Given request: Please pull out every line in the records below that contains the word "outline". Case counts.

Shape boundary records
+-------+
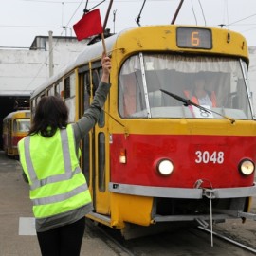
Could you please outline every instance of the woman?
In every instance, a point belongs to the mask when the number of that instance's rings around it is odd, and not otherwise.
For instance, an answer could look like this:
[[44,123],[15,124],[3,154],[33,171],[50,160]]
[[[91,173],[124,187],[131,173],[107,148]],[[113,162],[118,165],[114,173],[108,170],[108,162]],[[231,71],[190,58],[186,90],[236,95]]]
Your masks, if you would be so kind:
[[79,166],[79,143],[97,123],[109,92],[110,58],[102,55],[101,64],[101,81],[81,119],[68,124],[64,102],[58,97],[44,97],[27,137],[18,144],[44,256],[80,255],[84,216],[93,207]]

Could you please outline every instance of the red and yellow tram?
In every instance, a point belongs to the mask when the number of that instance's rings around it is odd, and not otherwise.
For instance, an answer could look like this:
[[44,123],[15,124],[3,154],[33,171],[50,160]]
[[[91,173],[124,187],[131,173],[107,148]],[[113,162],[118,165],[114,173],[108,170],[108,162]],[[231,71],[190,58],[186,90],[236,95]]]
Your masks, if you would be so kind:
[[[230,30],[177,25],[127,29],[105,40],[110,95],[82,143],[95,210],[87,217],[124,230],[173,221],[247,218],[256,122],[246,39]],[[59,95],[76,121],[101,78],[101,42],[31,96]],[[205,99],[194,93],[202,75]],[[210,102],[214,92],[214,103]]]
+-------+
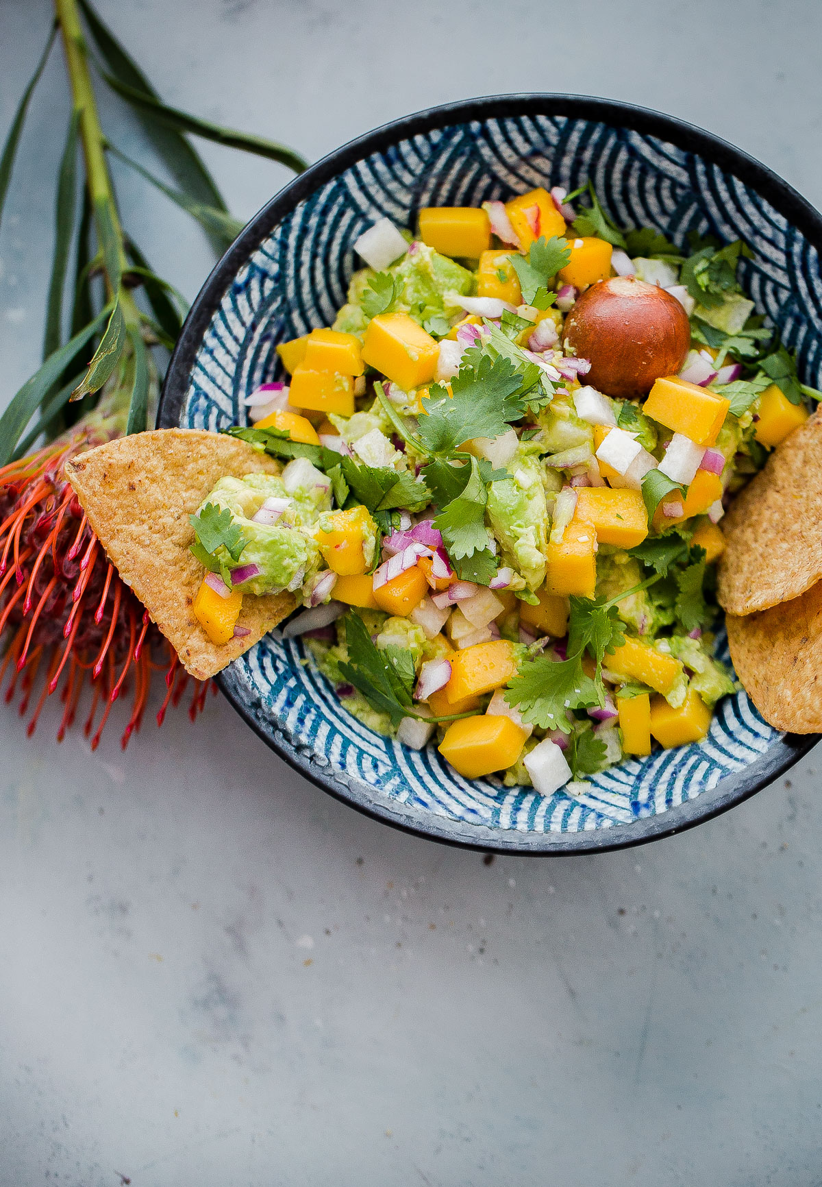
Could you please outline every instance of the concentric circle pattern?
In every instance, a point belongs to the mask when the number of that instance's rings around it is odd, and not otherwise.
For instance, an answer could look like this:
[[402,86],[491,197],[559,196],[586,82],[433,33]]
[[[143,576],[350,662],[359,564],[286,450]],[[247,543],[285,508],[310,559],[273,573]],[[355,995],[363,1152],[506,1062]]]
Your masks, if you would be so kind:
+-------+
Response to this task:
Could you please outline every instance of the woman?
Could you please outline every instance of the red and yellow tram?
Could you please outline every instance of the concentric circle pattern?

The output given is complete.